| TASK |
Set down each line of the data below exactly.

| PROVIDED DATA |

****

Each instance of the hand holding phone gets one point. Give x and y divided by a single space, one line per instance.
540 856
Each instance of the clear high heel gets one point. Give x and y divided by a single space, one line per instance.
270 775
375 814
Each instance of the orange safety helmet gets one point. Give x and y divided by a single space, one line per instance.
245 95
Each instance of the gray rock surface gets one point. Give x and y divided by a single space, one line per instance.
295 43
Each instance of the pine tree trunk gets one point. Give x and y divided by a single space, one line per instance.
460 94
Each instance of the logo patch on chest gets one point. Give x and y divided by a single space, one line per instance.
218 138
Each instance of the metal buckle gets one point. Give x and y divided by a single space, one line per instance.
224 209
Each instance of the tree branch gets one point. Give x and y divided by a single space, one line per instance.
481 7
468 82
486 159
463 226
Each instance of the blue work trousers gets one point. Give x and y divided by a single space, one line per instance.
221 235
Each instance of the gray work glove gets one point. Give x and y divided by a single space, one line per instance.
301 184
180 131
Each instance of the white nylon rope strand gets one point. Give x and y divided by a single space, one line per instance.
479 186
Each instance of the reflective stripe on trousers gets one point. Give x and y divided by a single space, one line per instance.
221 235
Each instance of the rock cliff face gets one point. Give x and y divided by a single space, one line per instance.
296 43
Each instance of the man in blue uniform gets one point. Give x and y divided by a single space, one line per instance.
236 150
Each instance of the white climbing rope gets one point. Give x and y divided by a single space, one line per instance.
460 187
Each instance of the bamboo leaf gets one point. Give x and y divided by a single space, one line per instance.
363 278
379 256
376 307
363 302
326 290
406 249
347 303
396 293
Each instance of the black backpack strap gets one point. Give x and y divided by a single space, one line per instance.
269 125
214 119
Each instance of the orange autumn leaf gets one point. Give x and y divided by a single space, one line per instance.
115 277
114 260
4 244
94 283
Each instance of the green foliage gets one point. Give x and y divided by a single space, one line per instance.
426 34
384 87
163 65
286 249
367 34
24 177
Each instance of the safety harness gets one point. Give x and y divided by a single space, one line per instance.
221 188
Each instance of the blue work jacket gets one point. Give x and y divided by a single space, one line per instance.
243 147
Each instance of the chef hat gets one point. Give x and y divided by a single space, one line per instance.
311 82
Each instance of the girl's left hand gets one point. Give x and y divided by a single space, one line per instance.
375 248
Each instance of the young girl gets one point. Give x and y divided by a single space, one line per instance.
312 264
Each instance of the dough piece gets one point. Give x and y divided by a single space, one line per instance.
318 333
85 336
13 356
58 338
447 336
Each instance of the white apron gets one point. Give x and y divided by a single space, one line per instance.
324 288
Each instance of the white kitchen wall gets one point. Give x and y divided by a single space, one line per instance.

****

| EXERCISE ANSWER |
Each instance of the hand holding phone gets one point. Give x and y divided by a single space, one line per instance.
540 856
Each instance of the clear high heel gets one point. Give x and y divided by a single space, one line per instance.
270 775
375 814
Each instance of the orange safety helmet gets one point. Give x and y divided by a single space, one line per instance.
245 95
Each instance of the gray rock surface gets one point. Give x and y divided by a single space, one line per instance.
295 43
Each instance of the pine tree trunk gets one point. Give x and y divided by a single space, one line per instance.
460 94
Each instance of the logo patch on chest gets one point. Give x and y divided by a single space, one line per instance.
218 138
Each instance of the metal buckle gets one point. Give x and y divided by a single space, one line per instance.
224 209
Each instance of the tree branch gets one point. Give x and y divided by a single space, one line per instance.
481 7
468 82
486 159
463 226
Each instance of the blue work trousers gets one point. Give x and y divided by a single space, one line per instance.
221 235
Each instance of the gray work glove gets one point. Give x and y divided by a single space, one line per instance.
301 184
180 131
Each instance of the white nylon rope strand gets one point. Give x and y divided by a single space, one line per instance.
479 186
Each instance of the reflective stripe on trousers gets one point. Give x and y divided by a single space, one line per instance.
221 235
Each instance of the rock cliff face gets one point. Give x and y divided by a single space, one line per instance.
296 43
Each instance of the man in blue uniform gets one point. Give x and y divided by a single space, one line per instance.
236 150
Each instance of the white climbing rope gets one point. Give x and y divided by a single space, one line per instance.
460 187
Each instance of the bamboo leaf gets one point. Give x and y divided by a single space, one line per instance.
363 278
379 256
376 307
363 302
326 290
406 249
347 303
396 293
Each instance of the black backpack strap gets one point. Give x and y divided by a single space, one line per instance.
269 125
214 119
Each instance of the orange autumn leaf gets one point. Give x and y divided by a single space, one line per instance.
115 277
114 260
4 244
94 283
Each instance of the green foliage gets one point. Give x and y divided by a single space, one line per instance.
426 34
384 87
163 65
286 249
367 34
24 177
Each instance of the safety harness gets one point. Give x and y divided by a single space, one line per instance.
221 188
Each instance of the blue work jacket gets one point. Give x and y divided by a single space, one line per instance.
243 147
Each instance of the chef hat gets one point. Give x and y divided by a single space, one line per instance.
311 82
Each instance of the girl's left hand gets one point. Give x and y divided by a single space, one line per instance.
375 248
Each instance of the young girl gets one point. Give x and y divided by a single space, one line per instance.
312 264
Each instance of the dough piece gets one point. Give x and y divided by a single space, one line per instance.
318 333
85 336
13 356
58 338
447 336
Each instance of the white apron gets one point. Give x and y divided by a single space, one line per instance.
324 288
Each instance of the white kitchen wall gets one point. Give x and y divided by a single space, one line per instance.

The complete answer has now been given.